JUAN CARLOS RODRÍGUEZ | La “insolente longevidad” de Umberto Eco –como él mismo la calificó– llegó a su fin el 19 de febrero en Milán. Tenía 84 años, siete novelas y medio centenar de ensayos, sobre todo, de semiótica, de lingüística y de estética, sus tres grandes pasiones. Pero su curiosidad y sabiduría era inabarcable. Escribía y reflexionaba sobre historia, ciencia y filosofía con sólida lucidez. Su afán era comprender el mundo para explicarlo desde la absoluta libertad y una premeditada contradicción.

Era un “hijo de la Ilustración” –como se calificaba a sí mismo– en los tiempos de la posmodernidad. Un teórico de los medios y la cultura de masas, del lenguaje de la imagen y los signos del conocimiento. Un intelectual sin límites. El escritor inolvidable de El nombre de la rosa (1980), el best seller de la cultura pop. La novela en la que plasmó una intuición premonitoria: que vivimos en una “nueva Edad Media”. Ese era –y es– Umberto Eco (Alessandria, Piamonte, 1932). Un humanista, el gran renacentista del siglo XX, ya a la sombra de Dios.

Eco respetó la religión y tuvo sus idas y venidas con la fe. “Primero fui católico, luego ateo, ahora agnóstico”, llegó a afirmar. Eso sí, nunca perdió la curiosidad por lo sagrado como fenómeno intelectual y por el cristianismo como fuente de civilización: “La cruz es un hecho de antropología cultural, enraizado en la sensibilidad común”, escribe en A paso de cangrejo: artículos, reflexiones y decepciones (2006).

“No olvidemos nunca que Umberto Eco tuvo un origen profundamente católico, que había sido presidente de la Juventud de Acción Católica en Alessandria… En algún momento, hubo una especie de corte; pero siguió teniendo un interés muy fuerte, creativo también, en relación con aquellas áreas que habían dejado un poco atrás”, según explicó a Radio Vaticano el cardenal Gianfranco Ravasi, presidente del Consejo Pontificio de Cultura.

◆ **MATERIAL EXTRAÍDO**:
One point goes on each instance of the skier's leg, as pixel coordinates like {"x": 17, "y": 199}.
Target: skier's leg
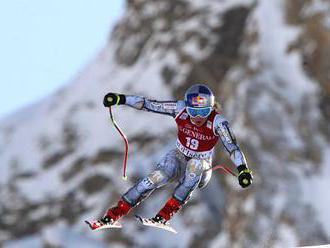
{"x": 191, "y": 179}
{"x": 166, "y": 169}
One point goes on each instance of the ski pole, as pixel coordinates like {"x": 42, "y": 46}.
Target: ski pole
{"x": 125, "y": 140}
{"x": 224, "y": 168}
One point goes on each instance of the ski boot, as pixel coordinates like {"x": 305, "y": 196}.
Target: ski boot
{"x": 109, "y": 220}
{"x": 166, "y": 213}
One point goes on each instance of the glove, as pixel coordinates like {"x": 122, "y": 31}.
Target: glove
{"x": 245, "y": 177}
{"x": 111, "y": 99}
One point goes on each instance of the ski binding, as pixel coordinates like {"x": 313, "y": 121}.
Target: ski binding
{"x": 98, "y": 225}
{"x": 152, "y": 223}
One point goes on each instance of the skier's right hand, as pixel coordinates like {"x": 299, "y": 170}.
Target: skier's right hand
{"x": 111, "y": 99}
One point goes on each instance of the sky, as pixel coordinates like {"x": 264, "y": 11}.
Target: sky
{"x": 43, "y": 45}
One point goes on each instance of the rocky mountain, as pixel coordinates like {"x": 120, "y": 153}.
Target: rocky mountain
{"x": 268, "y": 62}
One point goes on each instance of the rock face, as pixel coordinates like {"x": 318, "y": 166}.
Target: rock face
{"x": 267, "y": 61}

◆ **TAREAS ASIGNADAS**:
1. Traduce al inglés esta oración del texto sobre Umberto Eco: «Eco respetó la religión y tuvo sus idas y venidas con la fe.»
2. Reproduce sin cambios el fragmento del texto sobre Umberto Eco comenzando en "Eco respetó la" y terminando en "Pontificio de Cultura.".
3. Prosigue el texto sobre Umberto Eco a partir de su última oración.

◆ **RESULTADOS ESPERADOS**:
1. Eco respected religion and had his ups and downs with faith.

2.
Eco respetó la religión y tuvo sus idas y venidas con la fe. “Primero fui católico, luego ateo, ahora agnóstico”, llegó a afirmar. Eso sí, nunca perdió la curiosidad por lo sagrado como fenómeno intelectual y por el cristianismo como fuente de civilización: “La cruz es un hecho de antropología cultural, enraizado en la sensibilidad común”, escribe en A paso de cangrejo: artículos, reflexiones y decepciones (2006).

“No olvidemos nunca que Umberto Eco tuvo un origen profundamente católico, que había sido presidente de la Juventud de Acción Católica en Alessandria… En algún momento, hubo una especie de corte; pero siguió teniendo un interés muy fuerte, creativo también, en relación con aquellas áreas que habían dejado un poco atrás”, según explicó a Radio Vaticano el cardenal Gianfranco Ravasi, presidente del Consejo Pontificio de Cultura.

3.
Por ejemplo, su “mucha estima” por el papa Francisco, al que le dedica más de una página en el libro póstumo Pape satan aleppe: Crónicas de una sociedad líquida (La nave di Teseo), que salió a la venta a finales de febrero en Italia y contiene sus artículos publicados en L’Espresso. “Me molesta extremadamente que todo el mundo me pregunte qué pienso del papa Francisco –dijo en una entrevista a Elisabetta Piqué en 2013–. Sería interesante saber qué es lo que el papa Francisco piensa de mí, pero no lo sé. Estoy convencido de que el papa Francisco está representando un hecho absolutamente nuevo en la historia de la Iglesia y, quizás, en la historia del mundo. Cuando algunos ingenuamente me preguntan si representa una revolución, yo contesto que las revoluciones se evalúan solamente cien años después”.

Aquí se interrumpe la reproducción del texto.